Written problem: Type out the complete listing below word for word, without its pictures.
= = = = =
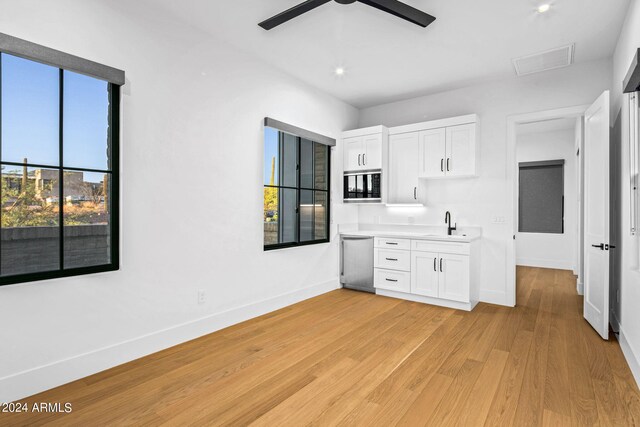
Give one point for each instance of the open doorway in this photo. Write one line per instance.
(548, 158)
(586, 200)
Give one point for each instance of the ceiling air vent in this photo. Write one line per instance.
(544, 61)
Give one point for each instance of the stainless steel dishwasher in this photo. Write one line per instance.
(356, 263)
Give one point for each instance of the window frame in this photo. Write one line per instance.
(544, 164)
(298, 189)
(114, 90)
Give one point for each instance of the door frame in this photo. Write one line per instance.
(512, 181)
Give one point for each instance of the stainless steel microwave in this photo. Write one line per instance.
(363, 187)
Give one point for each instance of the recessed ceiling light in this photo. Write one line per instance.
(544, 8)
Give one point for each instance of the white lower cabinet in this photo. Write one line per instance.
(433, 272)
(424, 273)
(453, 277)
(392, 280)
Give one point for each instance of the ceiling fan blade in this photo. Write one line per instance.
(295, 11)
(401, 10)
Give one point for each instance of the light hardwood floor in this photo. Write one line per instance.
(349, 358)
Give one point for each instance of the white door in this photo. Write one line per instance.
(461, 150)
(424, 273)
(403, 167)
(432, 152)
(454, 277)
(372, 157)
(353, 149)
(596, 215)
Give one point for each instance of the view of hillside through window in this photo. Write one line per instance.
(55, 169)
(296, 192)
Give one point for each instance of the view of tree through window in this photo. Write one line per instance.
(56, 169)
(296, 190)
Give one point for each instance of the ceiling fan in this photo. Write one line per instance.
(394, 7)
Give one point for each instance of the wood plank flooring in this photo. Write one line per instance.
(348, 358)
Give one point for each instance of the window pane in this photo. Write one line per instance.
(30, 229)
(307, 213)
(270, 216)
(320, 219)
(289, 160)
(86, 122)
(541, 200)
(87, 238)
(30, 111)
(288, 217)
(306, 163)
(270, 156)
(321, 166)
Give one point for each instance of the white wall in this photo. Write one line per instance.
(192, 161)
(478, 201)
(544, 249)
(626, 311)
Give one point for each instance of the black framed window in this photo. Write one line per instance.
(296, 190)
(59, 172)
(541, 197)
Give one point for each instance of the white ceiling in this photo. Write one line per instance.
(388, 59)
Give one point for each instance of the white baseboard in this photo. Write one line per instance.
= = = = =
Answer to the exercise:
Give one point for each instance of the open doorway in this photo. Write one line per instance.
(548, 158)
(586, 200)
Give one point for each instance of the ceiling air vent in this photo. Write one line per instance.
(544, 61)
Give one point for each instance of the stainless steel dishwasher in this photo. Write one line per instance.
(356, 263)
Give one point for each instance of the window frame in this photo. Write one line per instance.
(544, 164)
(298, 189)
(114, 90)
Give one point for each instance of the door frame in this photo. Write one line per instance.
(512, 181)
Give one point for each instance of the stainless steel microwave in this photo. Write one line per instance.
(363, 187)
Give one point for each instance of the recessed ceiling light in this photo. Write one line per instance.
(544, 8)
Give one point for each instance of the white lower cabinet in this photo. Write one line per instance.
(433, 272)
(424, 273)
(453, 277)
(392, 280)
Give one point for each instance of the ceiling fan blade in this photo. Write one line per instance.
(295, 11)
(401, 10)
Give one point for each instance of the light hardwood floor in this photo. Write one line per instance.
(349, 358)
Give one point for each instance of the white door in this photo. Write one line per instance.
(461, 150)
(424, 273)
(403, 167)
(432, 152)
(454, 277)
(372, 157)
(353, 149)
(596, 215)
Give one point for each instance of the view of hillside through window in this photo. Write one line per instance.
(55, 169)
(296, 192)
Give one point for each instance of the view of tree through window in this photo. Write one line per instance.
(56, 169)
(296, 190)
Give one point for each instance of the ceiling fan in this photo. Write one line per instance.
(394, 7)
Give one point for each instance of the wood plank flooring in this photo. Write one line per instance.
(348, 358)
Give one point for each instance of the window pane in this photo. Write one line per instance.
(30, 229)
(307, 213)
(270, 216)
(320, 219)
(289, 160)
(86, 122)
(541, 200)
(87, 238)
(30, 111)
(288, 217)
(306, 163)
(270, 156)
(321, 166)
Give one point for each instance of the white wall in this photo. Write one line per instance.
(192, 161)
(478, 201)
(544, 249)
(626, 311)
Give one point for each instance of the black framed window in this photo. Write one line per instance.
(296, 190)
(59, 172)
(541, 197)
Give one point for each instance of the white ceiling in this photo. Write one line per instance.
(388, 59)
Give one point for each instance of the white baseboard in this photo. Write one line per instance.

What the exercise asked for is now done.